Task goal:
Transcribe word for word the stretch of the Replica data documentation below from "Rural and sparse" through "lack transit coverage.".

>> BEGIN Document segment

Road network confidence¶
Confidence increases with road size and importance. Large arterials and highways have higher confidence due to greater volume and sensor availability. Smaller residential roads carry more uncertainty — the model may occasionally route drivers through shortcuts real drivers would avoid.
Transit boardings and alightings¶
Replica does not calibrate transit boardings/alightings to customer-supplied data. Line-level ridership is generally reliable, and boarding/alighting locations are realistic, but real passengers may choose stops differently than modeled (e.g., walking farther to a more comfortable stop).
AADT comparison¶
Replica volumes are averages for a typical mid-week or weekend day over a 13-week season. AADT averages over all days of the year. Direct comparison requires accounting for this difference.
Rural and sparse areas¶
Rural areas have coverage but lower density. Transit in rural areas is limited — Replica models transit agencies with a minimum threshold of 500 daily boardings per route, so smaller agencies in smaller cities often lack transit coverage.
Land Use as Input¶
Land use is a key upstream input that: - Assigns buildings to home, work, and school locations (e.g., residents live in residential buildings, not single-use offices) - Defines possible destinations for discretionary trips (restaurants, retail, stadiums, etc.)
Joining land use to trip data¶
Land use download files include a FIPS code field. Join land use to trip activity data through this field.
Data Sources¶
Replica uses five categories of third-party data:
- Mobile location data — LBS data, vehicle in-dash GPS, POI data
- Consumer/resident data — Demographic data from public and private sources
- Built environment data — Land use, building footprints, transportation networks
- Economic activity data — Credit, debit, cash transactions
- Ground truth data — Auto/freight volumes, transit ridership
Data Access¶
- BigQuery access may be available depending on subscription tier.
- Data download files use
.gz(gzip) compression. - Custom geographies can be uploaded as zipped shapefiles, KML, or GeoJSON.

>> END Document segment
>> BEGIN Record excerpts

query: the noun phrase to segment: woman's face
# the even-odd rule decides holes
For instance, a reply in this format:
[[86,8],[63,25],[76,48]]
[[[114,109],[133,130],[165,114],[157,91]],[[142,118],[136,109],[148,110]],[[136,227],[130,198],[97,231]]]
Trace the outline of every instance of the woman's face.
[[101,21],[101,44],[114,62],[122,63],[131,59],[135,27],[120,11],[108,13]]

>> END Record excerpts
>> BEGIN Record excerpts

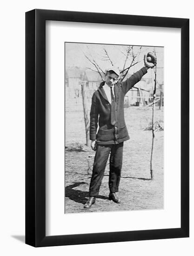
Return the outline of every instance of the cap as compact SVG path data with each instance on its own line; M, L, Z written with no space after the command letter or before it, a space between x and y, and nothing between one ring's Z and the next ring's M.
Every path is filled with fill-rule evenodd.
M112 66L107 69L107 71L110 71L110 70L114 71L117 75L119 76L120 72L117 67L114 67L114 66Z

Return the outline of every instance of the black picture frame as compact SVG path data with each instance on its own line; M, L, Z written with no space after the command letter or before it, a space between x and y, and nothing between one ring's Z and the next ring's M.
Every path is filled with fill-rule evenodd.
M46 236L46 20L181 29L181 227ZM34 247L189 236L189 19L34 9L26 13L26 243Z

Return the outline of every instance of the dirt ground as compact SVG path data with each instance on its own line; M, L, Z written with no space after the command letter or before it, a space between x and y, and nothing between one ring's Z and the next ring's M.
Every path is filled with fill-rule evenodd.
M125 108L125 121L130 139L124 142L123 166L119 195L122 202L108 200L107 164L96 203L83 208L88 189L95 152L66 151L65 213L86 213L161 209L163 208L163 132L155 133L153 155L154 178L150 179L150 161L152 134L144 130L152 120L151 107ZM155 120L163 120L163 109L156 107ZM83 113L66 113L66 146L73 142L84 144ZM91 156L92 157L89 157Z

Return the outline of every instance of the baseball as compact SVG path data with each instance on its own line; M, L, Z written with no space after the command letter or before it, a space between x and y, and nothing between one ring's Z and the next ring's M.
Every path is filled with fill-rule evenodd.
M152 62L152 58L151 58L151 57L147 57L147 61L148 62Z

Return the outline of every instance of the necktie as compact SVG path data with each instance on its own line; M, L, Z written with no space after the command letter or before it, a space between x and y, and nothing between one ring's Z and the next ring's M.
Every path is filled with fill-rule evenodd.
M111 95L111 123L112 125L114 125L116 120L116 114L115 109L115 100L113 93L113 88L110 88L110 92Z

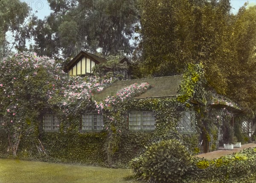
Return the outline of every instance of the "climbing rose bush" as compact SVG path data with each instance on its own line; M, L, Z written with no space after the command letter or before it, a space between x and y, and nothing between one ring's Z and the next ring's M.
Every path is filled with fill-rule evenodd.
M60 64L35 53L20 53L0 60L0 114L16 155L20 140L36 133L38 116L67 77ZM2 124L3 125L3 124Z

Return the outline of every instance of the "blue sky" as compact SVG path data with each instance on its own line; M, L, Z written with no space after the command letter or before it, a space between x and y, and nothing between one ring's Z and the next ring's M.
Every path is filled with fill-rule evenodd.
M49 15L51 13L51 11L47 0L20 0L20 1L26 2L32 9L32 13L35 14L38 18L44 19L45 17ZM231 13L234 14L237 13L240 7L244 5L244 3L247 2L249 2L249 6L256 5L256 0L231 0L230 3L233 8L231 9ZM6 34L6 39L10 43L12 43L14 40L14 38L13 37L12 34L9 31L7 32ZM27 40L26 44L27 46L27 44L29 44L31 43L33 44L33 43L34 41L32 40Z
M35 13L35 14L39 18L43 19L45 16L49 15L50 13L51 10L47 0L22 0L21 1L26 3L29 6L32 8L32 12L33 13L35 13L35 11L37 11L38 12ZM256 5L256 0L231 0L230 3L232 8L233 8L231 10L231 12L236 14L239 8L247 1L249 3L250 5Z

>> END Record excerpts

Result of the exercise:
Rural and sparse areas¶
Rural areas have coverage but lower density. Transit in rural areas is limited — Replica models transit agencies with a minimum threshold of 500 daily boardings per route, so smaller agencies in smaller cities often lack transit coverage.